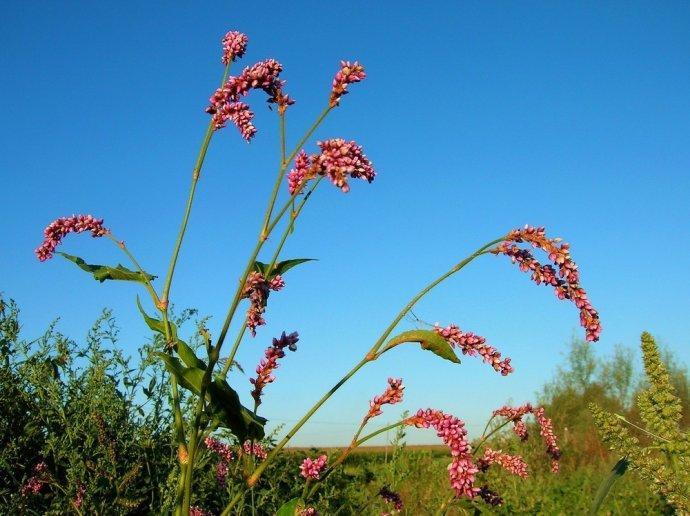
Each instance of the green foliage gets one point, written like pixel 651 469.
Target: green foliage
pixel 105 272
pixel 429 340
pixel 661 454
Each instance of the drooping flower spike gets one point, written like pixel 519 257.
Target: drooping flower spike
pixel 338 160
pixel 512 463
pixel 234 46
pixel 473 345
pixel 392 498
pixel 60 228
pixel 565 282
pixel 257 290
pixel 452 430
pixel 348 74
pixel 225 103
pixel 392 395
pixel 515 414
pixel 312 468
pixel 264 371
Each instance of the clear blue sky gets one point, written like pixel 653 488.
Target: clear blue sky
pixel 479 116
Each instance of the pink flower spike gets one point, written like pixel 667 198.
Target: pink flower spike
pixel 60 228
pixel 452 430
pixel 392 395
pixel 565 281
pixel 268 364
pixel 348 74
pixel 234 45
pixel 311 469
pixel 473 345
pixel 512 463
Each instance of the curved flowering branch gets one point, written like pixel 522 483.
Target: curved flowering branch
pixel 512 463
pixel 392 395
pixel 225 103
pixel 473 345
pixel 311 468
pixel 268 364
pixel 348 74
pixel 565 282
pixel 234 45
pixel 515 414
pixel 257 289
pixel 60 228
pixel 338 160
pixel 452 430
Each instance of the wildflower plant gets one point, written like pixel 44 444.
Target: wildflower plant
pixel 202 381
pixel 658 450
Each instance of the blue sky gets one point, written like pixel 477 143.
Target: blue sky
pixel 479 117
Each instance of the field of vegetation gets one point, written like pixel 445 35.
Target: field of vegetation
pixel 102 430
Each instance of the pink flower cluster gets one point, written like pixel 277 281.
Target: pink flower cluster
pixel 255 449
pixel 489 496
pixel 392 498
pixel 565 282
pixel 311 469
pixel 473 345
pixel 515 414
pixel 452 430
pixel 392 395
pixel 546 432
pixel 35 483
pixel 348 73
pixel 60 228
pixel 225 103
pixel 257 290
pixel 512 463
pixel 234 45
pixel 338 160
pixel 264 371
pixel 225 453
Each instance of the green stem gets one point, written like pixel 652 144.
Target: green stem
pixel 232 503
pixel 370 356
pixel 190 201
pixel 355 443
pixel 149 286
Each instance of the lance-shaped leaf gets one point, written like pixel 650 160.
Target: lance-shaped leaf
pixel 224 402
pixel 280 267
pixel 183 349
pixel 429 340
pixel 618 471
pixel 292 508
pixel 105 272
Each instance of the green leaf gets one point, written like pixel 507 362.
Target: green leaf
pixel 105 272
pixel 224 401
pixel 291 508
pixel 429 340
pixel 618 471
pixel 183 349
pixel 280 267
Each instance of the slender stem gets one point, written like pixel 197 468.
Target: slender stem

--------

The entries above are to be reproduced exactly, with the pictures dropped.

» **Finished exercise**
Each instance of the green foliage gets one point, written like pixel 651 469.
Target: green foliage
pixel 105 272
pixel 429 340
pixel 661 454
Each instance of the drooping flower spike gets one point, written like pixel 519 257.
Target: drooping flower spike
pixel 338 160
pixel 512 463
pixel 234 46
pixel 473 345
pixel 392 498
pixel 60 228
pixel 565 282
pixel 257 290
pixel 452 430
pixel 348 74
pixel 225 103
pixel 392 395
pixel 515 414
pixel 312 468
pixel 264 371
Each instance of the clear blue sky gets one point, written like pixel 653 488.
Target: clear blue sky
pixel 479 116
Each instance of the pink flower spike gets one point, written like pixel 667 198.
Target: pink flower spike
pixel 60 228
pixel 452 430
pixel 392 395
pixel 565 281
pixel 268 364
pixel 348 74
pixel 234 45
pixel 311 469
pixel 473 345
pixel 512 463
Each instance of the curved flowering branch gets one point, written like pixel 522 483.
Target: curved flowering branch
pixel 512 463
pixel 392 395
pixel 225 103
pixel 473 345
pixel 311 468
pixel 268 364
pixel 348 74
pixel 565 282
pixel 234 45
pixel 515 414
pixel 257 289
pixel 60 228
pixel 338 160
pixel 452 430
Each instance of the wildflower plant gets one point, written like pixel 44 444.
Target: wildflower plant
pixel 202 381
pixel 658 450
Each instance of the blue sky gets one point, written like pixel 477 143.
Target: blue sky
pixel 479 117
Each instance of the field of vegetation gets one point, written like pixel 445 35.
Target: field of vegetation
pixel 102 430
Each instance of the pink flower cluster gets one point, written like pixel 277 281.
Target: pink flower cluster
pixel 255 449
pixel 489 496
pixel 392 498
pixel 565 282
pixel 311 469
pixel 473 345
pixel 515 414
pixel 452 430
pixel 392 395
pixel 546 432
pixel 35 483
pixel 348 73
pixel 60 228
pixel 225 103
pixel 257 290
pixel 512 463
pixel 234 45
pixel 338 160
pixel 264 371
pixel 225 453
Each instance of the green stem gets one point, written like pixel 652 144.
Target: green stem
pixel 232 503
pixel 370 356
pixel 190 201
pixel 355 443
pixel 149 286
Each instance of the lance-shaped leaf gets one point, written like pixel 650 160.
Target: lance-shaped leaf
pixel 224 402
pixel 280 267
pixel 183 349
pixel 429 340
pixel 618 471
pixel 292 508
pixel 105 272
Each instance of the green leaf gets one point, written like pixel 507 362.
Target: green leaf
pixel 105 272
pixel 224 401
pixel 291 508
pixel 429 340
pixel 618 471
pixel 183 349
pixel 280 267
Each instance of the slender stem gets one point, written like pixel 197 468.
Target: slender stem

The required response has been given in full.